EXERCISE: Return each of the records below word for word, changing nothing.

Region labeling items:
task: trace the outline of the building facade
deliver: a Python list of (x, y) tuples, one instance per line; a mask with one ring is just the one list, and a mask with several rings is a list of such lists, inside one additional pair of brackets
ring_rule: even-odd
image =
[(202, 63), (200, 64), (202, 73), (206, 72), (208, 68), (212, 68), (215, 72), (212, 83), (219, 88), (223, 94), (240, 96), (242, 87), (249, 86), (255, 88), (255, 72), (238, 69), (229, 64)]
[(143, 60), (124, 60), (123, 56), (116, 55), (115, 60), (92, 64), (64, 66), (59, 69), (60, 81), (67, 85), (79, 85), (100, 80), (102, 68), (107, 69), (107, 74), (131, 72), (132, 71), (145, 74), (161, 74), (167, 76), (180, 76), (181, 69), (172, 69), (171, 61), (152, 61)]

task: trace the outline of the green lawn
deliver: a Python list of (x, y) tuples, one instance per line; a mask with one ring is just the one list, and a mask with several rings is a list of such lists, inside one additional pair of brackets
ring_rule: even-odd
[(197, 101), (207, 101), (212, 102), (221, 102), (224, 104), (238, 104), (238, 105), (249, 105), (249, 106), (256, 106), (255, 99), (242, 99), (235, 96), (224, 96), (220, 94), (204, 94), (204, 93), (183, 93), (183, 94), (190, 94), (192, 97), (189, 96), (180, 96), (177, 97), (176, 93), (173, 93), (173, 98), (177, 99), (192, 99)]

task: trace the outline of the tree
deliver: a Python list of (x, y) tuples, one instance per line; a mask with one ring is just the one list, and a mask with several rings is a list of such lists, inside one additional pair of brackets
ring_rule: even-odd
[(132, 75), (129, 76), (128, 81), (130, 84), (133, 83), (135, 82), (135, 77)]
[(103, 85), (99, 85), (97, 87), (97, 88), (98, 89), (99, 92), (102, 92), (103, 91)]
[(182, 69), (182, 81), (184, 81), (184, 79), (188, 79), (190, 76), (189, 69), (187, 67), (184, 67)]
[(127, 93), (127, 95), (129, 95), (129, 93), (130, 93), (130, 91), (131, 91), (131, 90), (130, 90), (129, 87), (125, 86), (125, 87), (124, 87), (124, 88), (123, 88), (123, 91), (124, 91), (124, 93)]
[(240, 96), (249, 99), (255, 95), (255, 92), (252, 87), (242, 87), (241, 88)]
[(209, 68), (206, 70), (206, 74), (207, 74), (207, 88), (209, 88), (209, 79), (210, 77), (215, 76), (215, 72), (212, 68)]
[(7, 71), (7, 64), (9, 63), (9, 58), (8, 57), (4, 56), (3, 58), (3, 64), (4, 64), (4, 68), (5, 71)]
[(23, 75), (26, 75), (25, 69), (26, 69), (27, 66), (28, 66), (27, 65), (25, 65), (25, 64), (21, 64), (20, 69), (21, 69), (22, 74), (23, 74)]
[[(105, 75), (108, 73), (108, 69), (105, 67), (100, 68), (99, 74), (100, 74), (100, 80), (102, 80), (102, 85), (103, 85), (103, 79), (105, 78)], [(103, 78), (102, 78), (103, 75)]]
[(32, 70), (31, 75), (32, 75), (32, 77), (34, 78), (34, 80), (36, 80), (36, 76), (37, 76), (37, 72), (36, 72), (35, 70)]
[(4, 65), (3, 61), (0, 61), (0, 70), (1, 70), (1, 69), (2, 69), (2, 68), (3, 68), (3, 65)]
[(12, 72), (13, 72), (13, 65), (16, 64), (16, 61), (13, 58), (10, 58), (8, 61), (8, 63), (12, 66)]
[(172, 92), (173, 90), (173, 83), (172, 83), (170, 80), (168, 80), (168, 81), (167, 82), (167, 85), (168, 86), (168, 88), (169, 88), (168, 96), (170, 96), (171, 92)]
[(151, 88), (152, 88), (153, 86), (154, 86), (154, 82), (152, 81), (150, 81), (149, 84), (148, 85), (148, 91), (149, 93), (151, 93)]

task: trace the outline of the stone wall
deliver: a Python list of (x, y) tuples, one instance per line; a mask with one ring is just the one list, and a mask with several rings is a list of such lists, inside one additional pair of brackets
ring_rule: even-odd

OUTPUT BELOW:
task: trace the outline of the building facade
deliver: a Python list of (x, y) tuples, one instance per line; a mask with one ring is just the one list, and a mask with several rings is a list of such lists, inside one additional pair of brackets
ring_rule: even-odd
image =
[(202, 63), (200, 64), (202, 73), (206, 72), (208, 68), (212, 68), (215, 72), (212, 83), (219, 88), (223, 94), (240, 96), (242, 87), (249, 86), (255, 88), (255, 72), (238, 69), (229, 64)]
[(143, 60), (124, 60), (123, 56), (116, 55), (115, 60), (92, 64), (64, 66), (59, 69), (60, 81), (67, 85), (79, 85), (100, 80), (102, 68), (107, 69), (107, 74), (131, 72), (132, 71), (145, 74), (161, 74), (167, 76), (180, 76), (181, 69), (172, 69), (171, 61), (152, 61)]

task: trace the outline of the green lawn
deliver: a Python list of (x, y) tuples, one instance per line; a mask with one ring is just the one list, and a mask with several rings is a list of such lists, inside one additional pair of brackets
ring_rule: even-odd
[(197, 101), (207, 101), (212, 102), (221, 102), (224, 104), (238, 104), (238, 105), (249, 105), (249, 106), (256, 106), (255, 99), (242, 99), (235, 96), (224, 96), (220, 94), (204, 94), (204, 93), (183, 93), (183, 94), (190, 94), (192, 97), (189, 96), (180, 96), (177, 97), (176, 93), (173, 93), (173, 98), (177, 99), (192, 99)]

task: trace the outline of the tree
deliver: a Python list of (x, y) tuples, one instance per line; a mask with one ring is just the one list, and a mask with several rings is a list of such lists, inside one additional pair of brackets
ring_rule: even-odd
[(132, 75), (129, 76), (128, 81), (130, 84), (133, 83), (135, 82), (135, 77)]
[(103, 85), (99, 85), (97, 87), (97, 88), (98, 89), (99, 92), (102, 92), (103, 91)]
[(182, 69), (182, 81), (184, 81), (184, 79), (188, 79), (190, 76), (189, 69), (187, 67), (184, 67)]
[(127, 93), (127, 95), (129, 95), (129, 93), (130, 93), (130, 91), (131, 91), (131, 90), (130, 90), (129, 87), (125, 86), (125, 87), (124, 87), (124, 88), (123, 88), (123, 91), (124, 91), (124, 93)]
[(240, 96), (249, 99), (255, 95), (255, 92), (252, 87), (242, 87), (241, 88)]
[(209, 68), (206, 70), (206, 74), (207, 74), (207, 88), (209, 88), (209, 79), (210, 77), (215, 76), (215, 72), (212, 68)]
[(7, 71), (7, 64), (9, 63), (9, 58), (8, 57), (4, 56), (3, 58), (3, 64), (4, 64), (4, 68), (5, 71)]
[(23, 75), (26, 75), (25, 69), (26, 69), (27, 66), (28, 66), (27, 65), (25, 65), (25, 64), (21, 64), (20, 69), (21, 69), (22, 74), (23, 74)]
[[(105, 75), (108, 73), (108, 69), (105, 67), (100, 68), (99, 74), (100, 74), (100, 80), (102, 80), (102, 85), (103, 85), (103, 79), (105, 78)], [(103, 78), (102, 78), (103, 75)]]
[(32, 70), (31, 75), (32, 75), (32, 77), (34, 78), (34, 80), (36, 80), (36, 76), (37, 76), (37, 72), (36, 72), (35, 70)]
[(4, 65), (3, 61), (0, 61), (0, 70), (1, 70), (1, 69), (2, 69), (2, 68), (3, 68), (3, 65)]
[(12, 72), (13, 72), (13, 65), (16, 64), (16, 61), (13, 58), (10, 58), (8, 61), (8, 63), (12, 66)]
[(172, 92), (173, 90), (173, 83), (172, 83), (170, 80), (168, 80), (168, 81), (167, 82), (167, 85), (168, 86), (168, 88), (169, 88), (168, 96), (170, 96), (171, 92)]
[(151, 88), (152, 88), (153, 86), (154, 86), (154, 82), (152, 81), (150, 81), (149, 84), (148, 85), (148, 91), (149, 93), (151, 93)]

task: trace the outline of the stone wall
deliver: a Python list of (x, y) tuples, one instance per line; a mask with one ring is just the one list, and a mask with several rings is a list of such lists, inside one additional pair of brackets
ring_rule: even-odd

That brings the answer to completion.